— Begin Supplied passage —
Dual Nature Of Matter And Radiation

Question 1

What is electromagnetic radiation?

Answer 1

Electromagnetic radiation consists of mutually perpendicular oscillating electric and magnetic fields, both being perpendicular to the direction in which the wave and energy are travelling.

Question 2

What are the characteristics of a wave?

Answer 2

Characteristics of a wave include frequency, wavelength, amplitude, and speed.

Question 3

Define frequency and wave number associated with a wave.

Answer 3

Frequency is the number of oscillations per unit time, while wave number is the number of wavelengths per unit distance.

Question 4

How do we define momentum of a particle?

Answer 4

Momentum of a particle is defined as the product of its mass and velocity (p = mv).

Question 5

What is the concept of quantization of energy?

Answer 5

Quantization of energy refers to the idea that energy is emitted in discrete packets or quanta.

Question 6

Who first proposed the idea of quantization of energy?

Answer 6

Planck first proposed the idea of quantization of energy.

Question 7

What is the relationship described by Planck’s model for energy emission?

Answer 7

Energy is emitted in packets, and at higher frequencies, the energy of a packet is larger (E = nhν).
— End Supplied passage —
— Begin Stored records —
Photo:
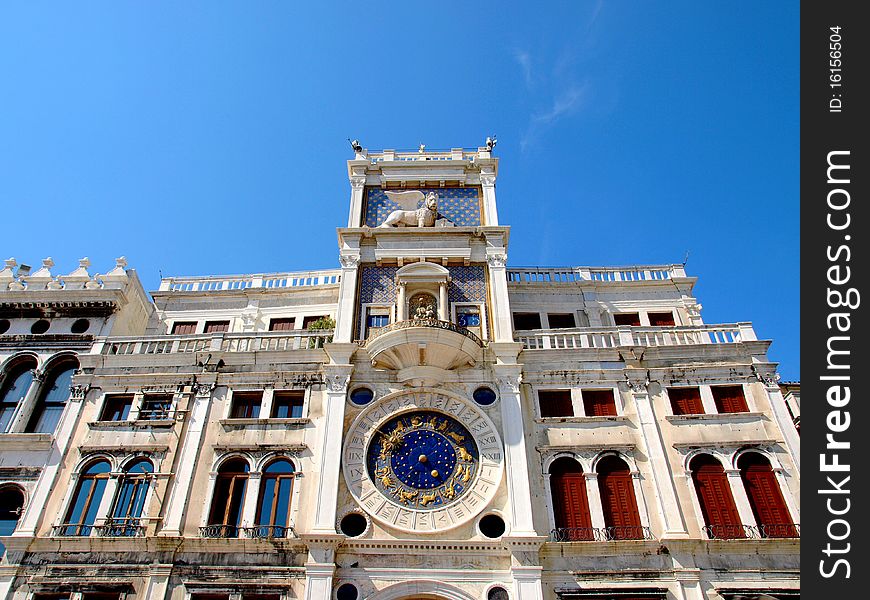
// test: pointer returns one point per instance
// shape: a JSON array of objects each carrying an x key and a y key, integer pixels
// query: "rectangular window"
[
  {"x": 524, "y": 321},
  {"x": 729, "y": 398},
  {"x": 686, "y": 401},
  {"x": 117, "y": 407},
  {"x": 155, "y": 407},
  {"x": 622, "y": 319},
  {"x": 246, "y": 405},
  {"x": 217, "y": 326},
  {"x": 288, "y": 405},
  {"x": 183, "y": 327},
  {"x": 555, "y": 403},
  {"x": 283, "y": 324},
  {"x": 599, "y": 403},
  {"x": 561, "y": 320},
  {"x": 661, "y": 319}
]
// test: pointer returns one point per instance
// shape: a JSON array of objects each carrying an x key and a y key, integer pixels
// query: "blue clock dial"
[{"x": 423, "y": 459}]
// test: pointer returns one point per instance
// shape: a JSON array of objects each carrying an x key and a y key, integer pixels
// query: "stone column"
[
  {"x": 179, "y": 490},
  {"x": 744, "y": 509},
  {"x": 516, "y": 461},
  {"x": 660, "y": 468},
  {"x": 337, "y": 378}
]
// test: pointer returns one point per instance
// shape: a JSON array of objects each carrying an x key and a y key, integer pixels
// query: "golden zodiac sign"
[
  {"x": 463, "y": 454},
  {"x": 455, "y": 436}
]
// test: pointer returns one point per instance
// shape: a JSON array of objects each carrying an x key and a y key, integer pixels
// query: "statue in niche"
[
  {"x": 410, "y": 215},
  {"x": 422, "y": 306}
]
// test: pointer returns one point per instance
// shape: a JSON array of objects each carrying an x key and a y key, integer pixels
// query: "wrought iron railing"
[
  {"x": 435, "y": 323},
  {"x": 600, "y": 534}
]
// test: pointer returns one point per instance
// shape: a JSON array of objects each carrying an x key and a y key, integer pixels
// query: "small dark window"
[
  {"x": 282, "y": 324},
  {"x": 484, "y": 396},
  {"x": 524, "y": 321},
  {"x": 246, "y": 405},
  {"x": 216, "y": 326},
  {"x": 347, "y": 591},
  {"x": 599, "y": 403},
  {"x": 40, "y": 326},
  {"x": 155, "y": 407},
  {"x": 661, "y": 319},
  {"x": 361, "y": 396},
  {"x": 622, "y": 319},
  {"x": 686, "y": 401},
  {"x": 184, "y": 328},
  {"x": 492, "y": 526},
  {"x": 80, "y": 326},
  {"x": 729, "y": 398},
  {"x": 287, "y": 405},
  {"x": 353, "y": 524},
  {"x": 561, "y": 320},
  {"x": 555, "y": 403},
  {"x": 117, "y": 407}
]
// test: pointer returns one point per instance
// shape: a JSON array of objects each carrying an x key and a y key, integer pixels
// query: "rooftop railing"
[
  {"x": 257, "y": 280},
  {"x": 612, "y": 337}
]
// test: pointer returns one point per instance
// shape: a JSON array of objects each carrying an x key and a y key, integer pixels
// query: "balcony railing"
[
  {"x": 223, "y": 342},
  {"x": 600, "y": 534},
  {"x": 571, "y": 274},
  {"x": 763, "y": 531},
  {"x": 612, "y": 337},
  {"x": 434, "y": 323}
]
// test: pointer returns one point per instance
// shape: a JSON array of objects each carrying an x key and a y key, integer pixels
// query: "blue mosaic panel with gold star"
[
  {"x": 460, "y": 205},
  {"x": 423, "y": 460}
]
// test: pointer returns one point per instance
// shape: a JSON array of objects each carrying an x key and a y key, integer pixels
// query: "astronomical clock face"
[{"x": 423, "y": 461}]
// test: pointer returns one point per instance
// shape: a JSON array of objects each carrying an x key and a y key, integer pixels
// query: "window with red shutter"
[
  {"x": 686, "y": 401},
  {"x": 714, "y": 495},
  {"x": 618, "y": 502},
  {"x": 570, "y": 502},
  {"x": 762, "y": 489},
  {"x": 599, "y": 403},
  {"x": 729, "y": 398}
]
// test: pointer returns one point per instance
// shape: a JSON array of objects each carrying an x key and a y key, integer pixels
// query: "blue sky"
[{"x": 210, "y": 137}]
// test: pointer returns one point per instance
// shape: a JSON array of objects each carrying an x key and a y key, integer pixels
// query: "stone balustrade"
[{"x": 612, "y": 337}]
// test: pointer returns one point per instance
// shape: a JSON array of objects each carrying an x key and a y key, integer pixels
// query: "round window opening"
[
  {"x": 353, "y": 525},
  {"x": 497, "y": 593},
  {"x": 80, "y": 326},
  {"x": 361, "y": 396},
  {"x": 484, "y": 396},
  {"x": 40, "y": 326},
  {"x": 492, "y": 526},
  {"x": 347, "y": 591}
]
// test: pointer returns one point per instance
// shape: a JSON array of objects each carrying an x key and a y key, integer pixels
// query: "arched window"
[
  {"x": 52, "y": 399},
  {"x": 228, "y": 499},
  {"x": 273, "y": 509},
  {"x": 11, "y": 505},
  {"x": 766, "y": 500},
  {"x": 130, "y": 501},
  {"x": 570, "y": 502},
  {"x": 86, "y": 501},
  {"x": 618, "y": 502},
  {"x": 14, "y": 389},
  {"x": 721, "y": 518}
]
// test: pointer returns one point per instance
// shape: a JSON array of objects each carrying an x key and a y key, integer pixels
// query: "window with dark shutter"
[
  {"x": 599, "y": 403},
  {"x": 686, "y": 401},
  {"x": 714, "y": 495},
  {"x": 555, "y": 403},
  {"x": 729, "y": 398}
]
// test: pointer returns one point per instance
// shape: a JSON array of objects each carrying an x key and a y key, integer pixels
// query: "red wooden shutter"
[{"x": 729, "y": 398}]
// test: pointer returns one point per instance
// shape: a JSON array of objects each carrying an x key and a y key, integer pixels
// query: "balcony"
[{"x": 423, "y": 350}]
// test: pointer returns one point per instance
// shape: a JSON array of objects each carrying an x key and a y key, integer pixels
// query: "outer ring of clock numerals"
[{"x": 407, "y": 513}]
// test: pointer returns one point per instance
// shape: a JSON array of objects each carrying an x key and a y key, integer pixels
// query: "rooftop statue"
[{"x": 410, "y": 215}]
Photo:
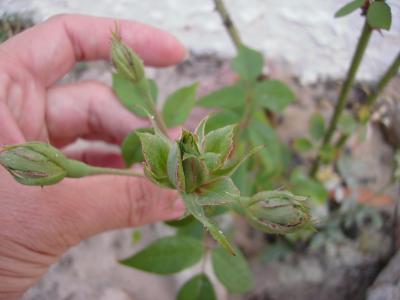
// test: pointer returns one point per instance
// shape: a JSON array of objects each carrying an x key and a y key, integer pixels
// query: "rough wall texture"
[{"x": 300, "y": 34}]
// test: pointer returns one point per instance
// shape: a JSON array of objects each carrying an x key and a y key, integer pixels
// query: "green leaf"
[
  {"x": 225, "y": 98},
  {"x": 198, "y": 212},
  {"x": 153, "y": 89},
  {"x": 232, "y": 271},
  {"x": 241, "y": 178},
  {"x": 134, "y": 95},
  {"x": 221, "y": 119},
  {"x": 248, "y": 63},
  {"x": 175, "y": 168},
  {"x": 379, "y": 15},
  {"x": 302, "y": 145},
  {"x": 194, "y": 229},
  {"x": 328, "y": 153},
  {"x": 317, "y": 126},
  {"x": 396, "y": 174},
  {"x": 349, "y": 8},
  {"x": 218, "y": 192},
  {"x": 347, "y": 124},
  {"x": 155, "y": 152},
  {"x": 220, "y": 141},
  {"x": 179, "y": 104},
  {"x": 167, "y": 255},
  {"x": 306, "y": 186},
  {"x": 198, "y": 287},
  {"x": 232, "y": 165},
  {"x": 273, "y": 95},
  {"x": 131, "y": 147}
]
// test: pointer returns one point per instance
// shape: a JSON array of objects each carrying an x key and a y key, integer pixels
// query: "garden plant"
[{"x": 232, "y": 163}]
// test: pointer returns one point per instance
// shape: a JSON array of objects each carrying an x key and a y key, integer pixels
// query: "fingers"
[
  {"x": 9, "y": 131},
  {"x": 50, "y": 49},
  {"x": 95, "y": 204},
  {"x": 89, "y": 110}
]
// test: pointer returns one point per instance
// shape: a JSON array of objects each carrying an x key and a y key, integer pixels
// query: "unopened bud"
[
  {"x": 278, "y": 212},
  {"x": 31, "y": 167},
  {"x": 36, "y": 163},
  {"x": 125, "y": 60}
]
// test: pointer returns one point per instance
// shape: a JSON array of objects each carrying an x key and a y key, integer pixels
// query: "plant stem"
[
  {"x": 228, "y": 23},
  {"x": 154, "y": 111},
  {"x": 344, "y": 92},
  {"x": 389, "y": 74},
  {"x": 111, "y": 171},
  {"x": 78, "y": 169},
  {"x": 373, "y": 97}
]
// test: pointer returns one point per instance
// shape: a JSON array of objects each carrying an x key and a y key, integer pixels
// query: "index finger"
[{"x": 50, "y": 49}]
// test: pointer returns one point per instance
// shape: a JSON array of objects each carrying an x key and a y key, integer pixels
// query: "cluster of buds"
[{"x": 198, "y": 165}]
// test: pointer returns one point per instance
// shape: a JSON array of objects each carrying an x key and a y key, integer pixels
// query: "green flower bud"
[
  {"x": 125, "y": 60},
  {"x": 36, "y": 163},
  {"x": 30, "y": 163},
  {"x": 278, "y": 212},
  {"x": 189, "y": 144}
]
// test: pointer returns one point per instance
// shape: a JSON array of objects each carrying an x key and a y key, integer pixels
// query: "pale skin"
[{"x": 37, "y": 225}]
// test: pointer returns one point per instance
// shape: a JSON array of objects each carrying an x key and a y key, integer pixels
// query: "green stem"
[
  {"x": 154, "y": 111},
  {"x": 78, "y": 169},
  {"x": 112, "y": 171},
  {"x": 247, "y": 115},
  {"x": 228, "y": 23},
  {"x": 389, "y": 74},
  {"x": 357, "y": 58},
  {"x": 371, "y": 99}
]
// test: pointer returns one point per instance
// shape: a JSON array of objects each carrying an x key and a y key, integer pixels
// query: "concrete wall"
[{"x": 300, "y": 34}]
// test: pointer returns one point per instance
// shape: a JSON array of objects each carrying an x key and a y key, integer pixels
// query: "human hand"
[{"x": 38, "y": 224}]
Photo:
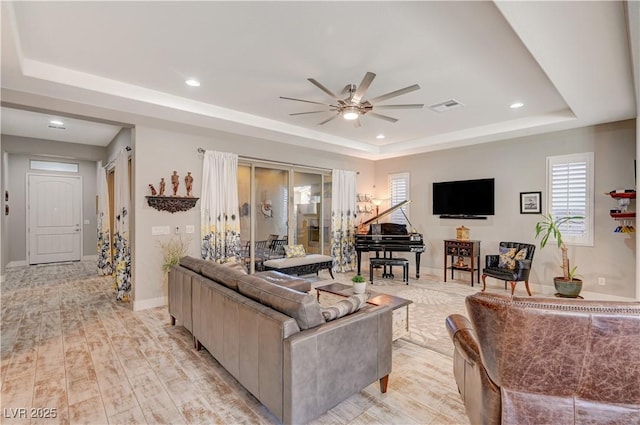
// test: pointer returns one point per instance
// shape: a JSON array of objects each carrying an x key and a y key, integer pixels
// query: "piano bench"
[{"x": 390, "y": 262}]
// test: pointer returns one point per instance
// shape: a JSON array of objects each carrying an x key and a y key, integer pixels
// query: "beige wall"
[{"x": 518, "y": 165}]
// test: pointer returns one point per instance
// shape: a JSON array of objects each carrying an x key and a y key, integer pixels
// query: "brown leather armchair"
[
  {"x": 519, "y": 272},
  {"x": 547, "y": 360}
]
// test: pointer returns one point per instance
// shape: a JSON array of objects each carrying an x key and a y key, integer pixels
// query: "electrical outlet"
[{"x": 160, "y": 230}]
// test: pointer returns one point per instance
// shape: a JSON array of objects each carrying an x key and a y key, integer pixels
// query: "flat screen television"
[{"x": 464, "y": 198}]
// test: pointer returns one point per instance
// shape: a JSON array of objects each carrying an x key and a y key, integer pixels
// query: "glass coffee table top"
[{"x": 375, "y": 298}]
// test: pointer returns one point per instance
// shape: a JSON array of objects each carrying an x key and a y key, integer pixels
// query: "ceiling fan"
[{"x": 353, "y": 106}]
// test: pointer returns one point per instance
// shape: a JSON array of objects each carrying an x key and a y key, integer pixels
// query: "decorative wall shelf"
[
  {"x": 623, "y": 214},
  {"x": 171, "y": 203}
]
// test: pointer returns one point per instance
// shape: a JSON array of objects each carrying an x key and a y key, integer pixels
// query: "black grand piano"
[{"x": 387, "y": 238}]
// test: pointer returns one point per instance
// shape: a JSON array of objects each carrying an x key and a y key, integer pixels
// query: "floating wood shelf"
[
  {"x": 630, "y": 195},
  {"x": 631, "y": 214},
  {"x": 171, "y": 203}
]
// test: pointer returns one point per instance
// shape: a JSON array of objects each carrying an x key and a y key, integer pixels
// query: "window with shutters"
[
  {"x": 398, "y": 192},
  {"x": 570, "y": 193}
]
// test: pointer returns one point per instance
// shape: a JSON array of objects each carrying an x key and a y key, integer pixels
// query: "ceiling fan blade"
[
  {"x": 312, "y": 112},
  {"x": 382, "y": 117},
  {"x": 362, "y": 88},
  {"x": 323, "y": 88},
  {"x": 395, "y": 93},
  {"x": 407, "y": 106},
  {"x": 307, "y": 101},
  {"x": 329, "y": 119}
]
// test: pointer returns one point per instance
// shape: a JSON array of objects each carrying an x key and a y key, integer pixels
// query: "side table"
[{"x": 465, "y": 251}]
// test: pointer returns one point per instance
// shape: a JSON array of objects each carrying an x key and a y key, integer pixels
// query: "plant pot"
[
  {"x": 359, "y": 287},
  {"x": 567, "y": 288}
]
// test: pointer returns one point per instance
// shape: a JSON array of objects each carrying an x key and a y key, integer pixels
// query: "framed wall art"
[{"x": 530, "y": 202}]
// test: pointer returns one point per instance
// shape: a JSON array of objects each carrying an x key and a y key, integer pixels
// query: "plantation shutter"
[
  {"x": 398, "y": 192},
  {"x": 570, "y": 183}
]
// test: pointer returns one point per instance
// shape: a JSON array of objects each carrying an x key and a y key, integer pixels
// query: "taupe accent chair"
[
  {"x": 522, "y": 360},
  {"x": 495, "y": 268}
]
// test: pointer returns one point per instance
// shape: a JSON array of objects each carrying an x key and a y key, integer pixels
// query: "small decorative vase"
[
  {"x": 359, "y": 287},
  {"x": 567, "y": 288}
]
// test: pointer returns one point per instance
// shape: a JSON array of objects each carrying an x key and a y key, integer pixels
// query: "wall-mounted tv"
[{"x": 464, "y": 198}]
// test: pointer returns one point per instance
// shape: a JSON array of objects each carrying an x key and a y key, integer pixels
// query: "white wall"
[
  {"x": 158, "y": 152},
  {"x": 518, "y": 165}
]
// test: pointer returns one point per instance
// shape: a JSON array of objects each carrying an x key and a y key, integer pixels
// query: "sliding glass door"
[{"x": 284, "y": 204}]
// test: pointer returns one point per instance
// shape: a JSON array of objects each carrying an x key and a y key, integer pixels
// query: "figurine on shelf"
[
  {"x": 175, "y": 181},
  {"x": 188, "y": 181}
]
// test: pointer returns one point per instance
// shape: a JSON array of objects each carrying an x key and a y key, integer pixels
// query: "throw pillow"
[
  {"x": 344, "y": 307},
  {"x": 294, "y": 251},
  {"x": 509, "y": 256},
  {"x": 506, "y": 258}
]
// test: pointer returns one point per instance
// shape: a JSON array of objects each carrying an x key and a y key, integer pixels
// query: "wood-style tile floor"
[{"x": 70, "y": 352}]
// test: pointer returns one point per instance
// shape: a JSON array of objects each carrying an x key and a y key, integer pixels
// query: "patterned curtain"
[
  {"x": 105, "y": 260},
  {"x": 219, "y": 214},
  {"x": 343, "y": 220},
  {"x": 121, "y": 245}
]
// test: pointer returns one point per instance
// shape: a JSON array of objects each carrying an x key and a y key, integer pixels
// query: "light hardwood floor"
[{"x": 67, "y": 345}]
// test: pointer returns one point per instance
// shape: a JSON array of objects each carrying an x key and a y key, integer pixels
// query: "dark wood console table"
[{"x": 468, "y": 257}]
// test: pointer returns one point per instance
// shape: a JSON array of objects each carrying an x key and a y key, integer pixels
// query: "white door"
[{"x": 54, "y": 212}]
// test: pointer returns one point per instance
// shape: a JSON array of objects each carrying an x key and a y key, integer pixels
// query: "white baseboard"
[{"x": 152, "y": 303}]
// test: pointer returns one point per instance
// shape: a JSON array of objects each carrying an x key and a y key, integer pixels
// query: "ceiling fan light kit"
[{"x": 353, "y": 106}]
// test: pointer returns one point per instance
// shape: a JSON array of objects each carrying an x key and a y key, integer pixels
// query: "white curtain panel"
[
  {"x": 219, "y": 214},
  {"x": 122, "y": 247},
  {"x": 343, "y": 220},
  {"x": 105, "y": 258}
]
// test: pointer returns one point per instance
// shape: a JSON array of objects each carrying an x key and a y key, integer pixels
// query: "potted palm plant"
[
  {"x": 567, "y": 285},
  {"x": 359, "y": 284}
]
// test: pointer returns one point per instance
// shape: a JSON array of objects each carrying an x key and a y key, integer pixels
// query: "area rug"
[{"x": 432, "y": 302}]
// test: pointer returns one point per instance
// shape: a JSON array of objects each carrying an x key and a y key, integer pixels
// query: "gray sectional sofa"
[{"x": 270, "y": 334}]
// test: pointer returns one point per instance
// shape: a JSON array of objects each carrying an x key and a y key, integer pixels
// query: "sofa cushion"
[
  {"x": 192, "y": 263},
  {"x": 304, "y": 308},
  {"x": 227, "y": 274},
  {"x": 283, "y": 263},
  {"x": 294, "y": 251},
  {"x": 344, "y": 307},
  {"x": 279, "y": 278},
  {"x": 508, "y": 257}
]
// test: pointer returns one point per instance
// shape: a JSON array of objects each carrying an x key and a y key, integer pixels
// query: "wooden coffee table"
[{"x": 400, "y": 306}]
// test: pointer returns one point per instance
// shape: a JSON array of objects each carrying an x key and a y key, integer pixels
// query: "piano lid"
[{"x": 387, "y": 212}]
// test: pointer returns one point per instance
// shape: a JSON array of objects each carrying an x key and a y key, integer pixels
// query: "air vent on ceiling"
[{"x": 446, "y": 106}]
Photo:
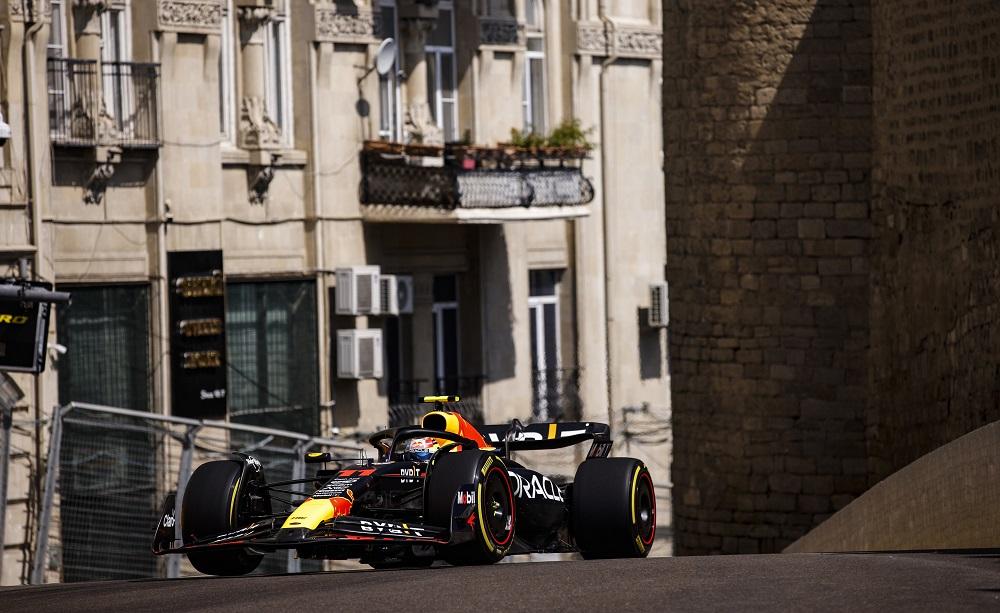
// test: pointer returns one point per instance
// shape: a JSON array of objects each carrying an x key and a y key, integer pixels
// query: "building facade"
[{"x": 260, "y": 133}]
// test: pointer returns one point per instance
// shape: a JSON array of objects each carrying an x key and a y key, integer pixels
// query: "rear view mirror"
[{"x": 317, "y": 457}]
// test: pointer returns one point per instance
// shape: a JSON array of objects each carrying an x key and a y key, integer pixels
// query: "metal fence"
[
  {"x": 114, "y": 103},
  {"x": 109, "y": 470}
]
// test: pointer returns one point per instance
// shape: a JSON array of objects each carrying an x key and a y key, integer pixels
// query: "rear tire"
[
  {"x": 614, "y": 509},
  {"x": 216, "y": 502},
  {"x": 495, "y": 520}
]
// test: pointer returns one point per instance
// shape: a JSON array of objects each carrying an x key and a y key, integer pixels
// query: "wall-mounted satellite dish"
[{"x": 385, "y": 58}]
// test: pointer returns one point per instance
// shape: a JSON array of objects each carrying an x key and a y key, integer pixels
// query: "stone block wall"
[
  {"x": 935, "y": 286},
  {"x": 767, "y": 119}
]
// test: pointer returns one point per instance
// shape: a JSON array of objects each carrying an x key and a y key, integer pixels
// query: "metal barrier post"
[
  {"x": 183, "y": 474},
  {"x": 51, "y": 470},
  {"x": 4, "y": 460}
]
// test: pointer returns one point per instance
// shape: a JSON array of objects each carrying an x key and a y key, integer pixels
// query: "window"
[
  {"x": 58, "y": 82},
  {"x": 543, "y": 315},
  {"x": 227, "y": 96},
  {"x": 106, "y": 330},
  {"x": 534, "y": 68},
  {"x": 446, "y": 337},
  {"x": 116, "y": 48},
  {"x": 277, "y": 73},
  {"x": 441, "y": 73},
  {"x": 57, "y": 33},
  {"x": 272, "y": 355},
  {"x": 388, "y": 84}
]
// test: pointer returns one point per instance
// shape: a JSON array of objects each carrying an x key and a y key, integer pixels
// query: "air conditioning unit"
— End Stored records —
## Short problem 1
List every characteristic of a wave that the passage on the dual nature of matter and radiation names.
## Short problem 2
Decide whether each statement agrees with the passage on the dual nature of matter and radiation. Answer yes or no, and quote the words from the passage that settle it. (a) Wave number is the number of wavelengths per unit time. (b) Planck first proposed the idea of quantization of energy. (c) In electromagnetic radiation, the electric and magnetic fields oscillate parallel to each other.

## Exercise answer 1
frequency, wavelength, amplitude, speed

## Exercise answer 2
(a) No: "wave number is the number of wavelengths per unit distance"
(b) Yes: "Planck first proposed the idea of quantization of energy"
(c) No: "mutually perpendicular oscillating electric and magnetic fields"